◆ **Goal**
Return the following lines exactly as they appear, omitting the pictures from the answer.

◆ **Records shown**
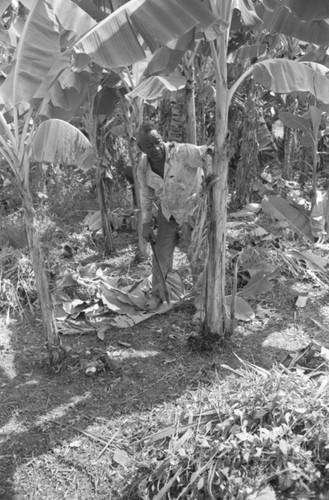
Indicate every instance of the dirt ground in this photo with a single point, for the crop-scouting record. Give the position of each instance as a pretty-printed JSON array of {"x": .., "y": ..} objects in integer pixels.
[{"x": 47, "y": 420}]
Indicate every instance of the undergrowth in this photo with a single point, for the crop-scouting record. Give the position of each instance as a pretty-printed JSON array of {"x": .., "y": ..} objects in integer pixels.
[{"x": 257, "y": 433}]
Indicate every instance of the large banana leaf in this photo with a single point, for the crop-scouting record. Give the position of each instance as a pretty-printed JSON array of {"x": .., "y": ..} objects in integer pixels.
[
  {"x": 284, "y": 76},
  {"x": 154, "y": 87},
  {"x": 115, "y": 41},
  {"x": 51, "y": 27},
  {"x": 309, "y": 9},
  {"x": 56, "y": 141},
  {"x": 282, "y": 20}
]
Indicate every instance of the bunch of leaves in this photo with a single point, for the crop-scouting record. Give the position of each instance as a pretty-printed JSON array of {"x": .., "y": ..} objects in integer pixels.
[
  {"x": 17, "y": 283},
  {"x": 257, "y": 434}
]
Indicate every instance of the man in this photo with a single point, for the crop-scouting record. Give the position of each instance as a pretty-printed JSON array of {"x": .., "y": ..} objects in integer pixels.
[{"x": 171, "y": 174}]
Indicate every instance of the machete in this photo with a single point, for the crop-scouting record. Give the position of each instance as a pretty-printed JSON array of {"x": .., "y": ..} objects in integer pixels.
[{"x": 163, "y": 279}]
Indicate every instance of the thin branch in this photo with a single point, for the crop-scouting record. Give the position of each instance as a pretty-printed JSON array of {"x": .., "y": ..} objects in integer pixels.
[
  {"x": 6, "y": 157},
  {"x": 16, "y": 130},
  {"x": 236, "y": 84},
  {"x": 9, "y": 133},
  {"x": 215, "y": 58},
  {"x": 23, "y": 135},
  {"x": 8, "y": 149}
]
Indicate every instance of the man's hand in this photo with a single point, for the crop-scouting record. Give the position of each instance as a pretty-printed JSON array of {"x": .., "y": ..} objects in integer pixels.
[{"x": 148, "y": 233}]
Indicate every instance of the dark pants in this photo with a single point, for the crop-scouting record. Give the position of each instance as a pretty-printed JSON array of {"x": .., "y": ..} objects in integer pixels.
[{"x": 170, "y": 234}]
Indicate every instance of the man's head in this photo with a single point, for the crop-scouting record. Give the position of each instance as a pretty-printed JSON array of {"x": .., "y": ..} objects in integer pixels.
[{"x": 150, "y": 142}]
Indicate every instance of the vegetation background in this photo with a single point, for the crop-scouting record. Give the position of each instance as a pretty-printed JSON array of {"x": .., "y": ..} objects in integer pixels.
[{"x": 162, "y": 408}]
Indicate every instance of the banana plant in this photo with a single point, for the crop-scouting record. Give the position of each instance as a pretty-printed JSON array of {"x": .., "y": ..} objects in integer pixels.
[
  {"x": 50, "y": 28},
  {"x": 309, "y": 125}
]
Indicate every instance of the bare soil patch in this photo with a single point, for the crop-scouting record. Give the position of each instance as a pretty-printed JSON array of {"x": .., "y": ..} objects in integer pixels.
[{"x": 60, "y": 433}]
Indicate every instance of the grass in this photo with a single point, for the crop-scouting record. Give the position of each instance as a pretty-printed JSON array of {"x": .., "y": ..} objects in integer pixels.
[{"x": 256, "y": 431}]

◆ **Problem solution**
Indicate every instance of the dirt ground in this photo with a single point, for the crop-scouting record. Give the position of each instance as a pretty-printed JSON array of {"x": .., "y": ..} objects in integer pixels.
[{"x": 47, "y": 420}]
Indicate every instance of the undergrowth in this photo with a single point, for the crop-scouting record. Give the position of each instance as a pretty-printed JSON array of {"x": .., "y": ..} objects in integer pixels.
[{"x": 257, "y": 433}]
Indicate every instance of the large banana leaf in this photo with a single point, for the crop-scouting record. Give the position of each instance as a pretty-printed JSON array of {"x": .., "y": ..} objects in integer pixels.
[
  {"x": 284, "y": 76},
  {"x": 154, "y": 87},
  {"x": 115, "y": 41},
  {"x": 51, "y": 27},
  {"x": 309, "y": 9},
  {"x": 56, "y": 141},
  {"x": 282, "y": 20}
]
Indicate every instance of the bunch of leaves in this photo with a single point, for the crop-scouting record. Give the position of each instance as a pretty-printed JSON array of {"x": .., "y": ..} objects in integer pixels.
[
  {"x": 17, "y": 283},
  {"x": 257, "y": 434}
]
Indicate every instance of the man in this photo with a single point, for the crop-scouting record. Give the position of each instance as a pretty-printed JSON array of {"x": .., "y": ..} objects in integer pixels.
[{"x": 171, "y": 174}]
Indicate every instance of the machete in this photo with a single point, for the crop-scouting record. Give the position of each instance as a pretty-printed JSON array of {"x": .., "y": ..} objects in integer pixels.
[{"x": 163, "y": 279}]
Indicate every instance of the thin branch in this photo with a single point, for the crop-scouting record. Give the position of each instance as a pretty-printed JSON array of {"x": .., "y": ..} objects in integer pixels.
[
  {"x": 6, "y": 157},
  {"x": 16, "y": 130},
  {"x": 236, "y": 84},
  {"x": 9, "y": 133},
  {"x": 215, "y": 58},
  {"x": 23, "y": 135},
  {"x": 8, "y": 149}
]
Indicate every instance of the man's hand in this photo with a single point, for the crop-scouting record. Give the position of each instance as a pretty-printed JSON array of {"x": .., "y": ..} objects in integer pixels.
[{"x": 148, "y": 233}]
Indicate every instance of the dark pants in this photo with a single point, for the crop-scouting record. Give the position of each instance as a pretty-printed JSON array of {"x": .., "y": ..} objects in integer pixels.
[{"x": 170, "y": 234}]
Indicate every instance of the man's head in this photo with a single point, for the crop-scouting record. Give the position of each instance as a pretty-printed JSON array of {"x": .., "y": ..} objects in integer pixels.
[{"x": 150, "y": 142}]
Indicate every instance of the vegetation background in this photo with a single point, for the crop-scouting record. Give the position of each instance as a pretty-printed JSON array of {"x": .., "y": ..} objects in integer pixels.
[{"x": 162, "y": 408}]
Indicate every instance of the banana plant in this photo with a single point, for the crop-scouting record. Give the position of each instance as a pretty-printed JSON array of {"x": .., "y": ..} objects in integer pixels.
[
  {"x": 50, "y": 28},
  {"x": 309, "y": 125}
]
Indicate every instance of the bare soil patch in this photo with a single point, for the crop-scouting record. Give the position of each instance as a pretty-printed JSON array of {"x": .., "y": ..} objects in integer pixels.
[{"x": 60, "y": 433}]
Indicate every instance of the grass in this photo with a single point, for the crop-scouting record. Give the position of each instance as a pretty-printed JSON array of {"x": .., "y": ..} objects in integer pixels.
[{"x": 256, "y": 431}]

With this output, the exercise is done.